[Rows from a dataset]
◇ ◇ ◇ ◇ ◇
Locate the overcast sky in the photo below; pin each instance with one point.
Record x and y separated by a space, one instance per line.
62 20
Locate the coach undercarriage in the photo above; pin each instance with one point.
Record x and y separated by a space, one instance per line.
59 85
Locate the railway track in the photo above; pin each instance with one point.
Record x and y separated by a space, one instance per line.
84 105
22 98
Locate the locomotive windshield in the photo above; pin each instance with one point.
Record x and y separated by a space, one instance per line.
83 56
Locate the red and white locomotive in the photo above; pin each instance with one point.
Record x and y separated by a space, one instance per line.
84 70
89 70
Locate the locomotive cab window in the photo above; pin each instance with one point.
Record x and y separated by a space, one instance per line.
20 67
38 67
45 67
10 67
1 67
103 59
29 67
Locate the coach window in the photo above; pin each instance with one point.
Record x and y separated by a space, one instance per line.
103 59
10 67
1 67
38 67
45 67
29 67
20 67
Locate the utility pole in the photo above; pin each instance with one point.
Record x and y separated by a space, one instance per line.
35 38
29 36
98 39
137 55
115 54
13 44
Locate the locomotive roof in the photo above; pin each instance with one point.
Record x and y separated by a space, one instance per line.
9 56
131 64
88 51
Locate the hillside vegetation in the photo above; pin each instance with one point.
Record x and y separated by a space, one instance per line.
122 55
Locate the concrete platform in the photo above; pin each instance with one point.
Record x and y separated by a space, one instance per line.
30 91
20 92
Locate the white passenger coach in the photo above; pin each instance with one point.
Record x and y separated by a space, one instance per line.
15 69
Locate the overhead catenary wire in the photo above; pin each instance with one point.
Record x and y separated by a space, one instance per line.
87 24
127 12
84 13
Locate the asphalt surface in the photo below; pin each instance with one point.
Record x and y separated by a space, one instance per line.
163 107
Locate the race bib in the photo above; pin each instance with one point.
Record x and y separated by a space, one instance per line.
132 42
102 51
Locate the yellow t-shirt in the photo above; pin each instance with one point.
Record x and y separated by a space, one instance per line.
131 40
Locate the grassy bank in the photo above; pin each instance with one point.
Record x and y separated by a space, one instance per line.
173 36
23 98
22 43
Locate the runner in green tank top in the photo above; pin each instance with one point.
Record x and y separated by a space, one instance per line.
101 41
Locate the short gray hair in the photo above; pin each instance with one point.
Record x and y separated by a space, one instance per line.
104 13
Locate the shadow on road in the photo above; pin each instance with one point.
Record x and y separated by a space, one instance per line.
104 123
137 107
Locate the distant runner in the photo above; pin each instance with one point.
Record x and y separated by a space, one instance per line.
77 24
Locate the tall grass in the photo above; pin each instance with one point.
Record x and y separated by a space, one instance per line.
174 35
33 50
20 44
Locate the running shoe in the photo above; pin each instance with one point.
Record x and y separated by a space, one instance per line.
◇ ◇ ◇ ◇ ◇
Write out the items word for word, starting at the line that contains "Locate the grassy" and ending at the last line of the items, with both of those lines included.

Locate the grassy bank in the photo above; pin each instance with one point.
Record x and y separated by a space, one instance per line.
173 36
23 98
22 43
Locate the runner in green tank top in the photo above; pin each instance with one point.
Record x and y separated by a space, one instance per line.
101 41
Locate the short gray hair in the photo above; pin each instance with one point.
Record x and y separated by a space, one instance per line.
104 13
Locate the shadow on road in the photo above; pin each instance with one point.
Record x and y separated by a space, one instance per line.
104 123
137 107
Locate the distant runner in the photo above; pin each instance with one point.
Record x and y separated by a space, one instance per line.
77 24
Locate the tall grass in the photo above; pin each instance with one point.
Record x and y separated by a space, one instance per line.
174 35
33 50
20 44
Locate the running shoe in the photo above; pin each instance with one point.
Record x and y separated by a space, one instance per line.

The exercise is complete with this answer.